Awards & Recognition
History
Wildlife Sanctuary
Greenhouse Gas Emissions
Educating the Community
Tour
Tours are given throughout the year. Tours can highlight the history of SU’s landscape, the pesticide free maintenance program, the in-house compost operation, or the specialized gardens. Or a tour can be customized around a group’s interests. To schedule a group tour contact Janice Murphy (janicem@seattleu.edu or David Clausen (clausend@seattleu.edu). Visit the Grounds Dept. web site.
Awards & Recognition
2008 Green Washington Award from Washington CEO Magazine for SU's sustainable landscape practices and pre-consumer food waste composting program
2006 Washington Toxics Coalition’s “Hall of Fame" for grassroots activists working on toxics issues in Washington State
1994 Business in the Green recognition from King County’s Greenworks program for SU’s pollution-preventing grounds practices
2003 Certificate of Recognition from the Governors Award for Pollution Prevention and Sustainable Practices
History
The campus’ 48 beautifully landscaped acres are a green oasis demonstrating how humans can live thoughtfully amid the built environment of the inner city. The history of the Grounds Department is filled with stories of unique individuals and their equally distinct influence on the campus landscape. Fujitaro Kubota designed and planted many of the gardens in the mid 1960’s working with Father Nichol, nicknamed Fr. Greenthumb, who was in charge of the campus grounds. In the late 1970’s Ciscoe Morris took the helm of the Grounds Department and began a transformation that has made the university a model for ecological gardening. Craig Chatburn built on this foundation by making the athletic fields pesticide-free, adding many edible plants, creating the ethnobotanical and Shakespeare themed garden and Chardin Hall’s p-patch.
Wildlife Sanctuary
In 1989, the university’s landscape was designated a Backyard Wildlife Sanctuary by the Washington State Department of Fish and Wildlife. In 2007, the National Wildlife Federation qualified the campus as a Wildlife Habitat. The mission of a wildlife sanctuary is to create healthy habitat that attracts and sustains wildlife. The criteria are to provide water, food and shelter. Fountains provide water. A diversity of plant material bears seeds, berries, and nectar to feed birds and small mammals year round. Trees and shrubs provide shelter with a seamless, dense cover from the upper tree canopy to the ground. A 1991 bird survey counted 40 species.
Greenhouse Gas Emissions
Gasoline powered trucks were replaced with electric work vehicles. Older equipment was replaced with lower emissions and noise-producing equipment. Biodiesel is used in the mowers, dump truck, delivery truck, bobcat and tractor.
Educating the Community
Other educational institutions. In 2000, the Grounds Dept. hosted a sustainable landscape practices forum for Northwest college and university grounds staff that was sponsored by AASHE. Horticulture classes from local colleges consistently use the campus grounds as a field trip destination. A local middle school summer science program used the campus landscape as a destination site for learning about a well balanced soil ecosystem and materials recycling. The Grounds staff speaks at many local functions and panel discussions on sustainable landscape practices.

What is being asked: Could you carry on the page about the campus grounds from its last sentence?

Saved data entries:
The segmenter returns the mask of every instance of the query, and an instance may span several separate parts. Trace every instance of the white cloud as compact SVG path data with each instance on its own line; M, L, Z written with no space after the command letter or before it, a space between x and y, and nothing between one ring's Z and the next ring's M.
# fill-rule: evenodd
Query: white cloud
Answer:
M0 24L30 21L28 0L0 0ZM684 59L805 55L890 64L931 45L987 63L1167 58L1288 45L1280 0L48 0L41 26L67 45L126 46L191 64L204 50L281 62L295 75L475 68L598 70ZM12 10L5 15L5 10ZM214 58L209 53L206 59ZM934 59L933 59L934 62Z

Result of the task:
Benchmarking to SU’s practices. Willamette University in Oregon funded a consultation where SU’s Grounds staff presented the science and cost reductions of a soil ecosystem-fostering maintenance practices to staff, students and faculty. Northern Arizona University funded a three day consultation for SU’s Grounds staff to present to and meet with staff, students, faculty, Herbicide Elimination Committee, and university vice presidents and aid them in drafting an organic maintenance plan. Other local institutions that benchmark to our practices are Pacific Lutheran University and Western Washington University.
Partnering with academics.
The Ethnobotanical garden was a partnership with an Anthropology professor who secured grant funding and translated the plant signage into Lushootseed (language of the first people of Seattle). A Geology professor created a list of rocks that would be useful for their department to have on campus and Grounds aesthetically incorporated them into the Ethnobotanical Garden.
At the Fine Arts Building, Grounds worked with the faculty to transform a once resource-dependent turf dominated landscape into a sustainably designed garden with an educational connection. The theme selected by the Fine Arts Department was a Shakespeare Garden and highlights plants mentioned in Shakespeare’s plays including an apple tree.
Students in the Air and Water lab science class and an English seminar on ecocritism and environmental justice go on a tour of SU’s sustainable landscape practices. In the 2007-2008 academic year seniors in the Environmental Studies program are being mentored by Grounds staff to create a rubric of values for sustainable landscape design strategies to help determine and guide the replacement landscape to a net gain for the campus ecosystem.
Campus community. A sustainable landscape tour is given to students, faculty and staff during Earth Week in April.